# [GIVEN DATA]
>> start

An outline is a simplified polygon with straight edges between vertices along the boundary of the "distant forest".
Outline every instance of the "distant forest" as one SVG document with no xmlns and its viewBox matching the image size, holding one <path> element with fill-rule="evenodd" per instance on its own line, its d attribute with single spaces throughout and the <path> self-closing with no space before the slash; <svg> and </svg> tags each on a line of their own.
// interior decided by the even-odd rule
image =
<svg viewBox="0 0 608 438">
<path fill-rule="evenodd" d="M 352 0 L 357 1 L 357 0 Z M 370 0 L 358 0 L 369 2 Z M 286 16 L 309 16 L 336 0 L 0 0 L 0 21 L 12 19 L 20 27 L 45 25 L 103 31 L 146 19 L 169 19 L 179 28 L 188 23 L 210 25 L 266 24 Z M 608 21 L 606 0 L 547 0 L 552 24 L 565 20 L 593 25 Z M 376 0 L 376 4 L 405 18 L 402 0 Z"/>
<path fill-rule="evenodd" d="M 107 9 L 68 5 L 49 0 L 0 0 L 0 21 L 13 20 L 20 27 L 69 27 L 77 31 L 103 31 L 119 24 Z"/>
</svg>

>> end

# [WHAT IS ASKED]
Rewrite the data above as a two-column CSV with the header row input,output, and give one row per input: its text, then its answer, each in one quoted field with line breaks replaced by spaces.

# [THE OUTPUT]
input,output
"An outline is a simplified polygon with straight edges between vertices along the boundary of the ""distant forest"". Outline every instance of the ""distant forest"" as one SVG document with no xmlns and its viewBox matching the image size, holding one <path> element with fill-rule=""evenodd"" per instance on its own line, its d attribute with single spaces throughout and the <path> self-closing with no space before the slash; <svg> and </svg> tags each on a line of their own. // interior decided by the even-odd rule image =","<svg viewBox=""0 0 608 438""> <path fill-rule=""evenodd"" d=""M 352 0 L 357 1 L 357 0 Z M 370 0 L 358 0 L 369 2 Z M 286 16 L 309 16 L 336 0 L 0 0 L 0 21 L 12 19 L 20 27 L 45 25 L 103 31 L 146 19 L 169 19 L 179 28 L 188 23 L 210 25 L 266 24 Z M 608 21 L 606 0 L 547 0 L 552 24 L 565 20 L 593 25 Z M 376 0 L 376 4 L 405 18 L 402 0 Z""/> <path fill-rule=""evenodd"" d=""M 107 9 L 68 5 L 49 0 L 0 0 L 0 21 L 13 20 L 20 27 L 69 27 L 77 31 L 103 31 L 119 24 Z""/> </svg>"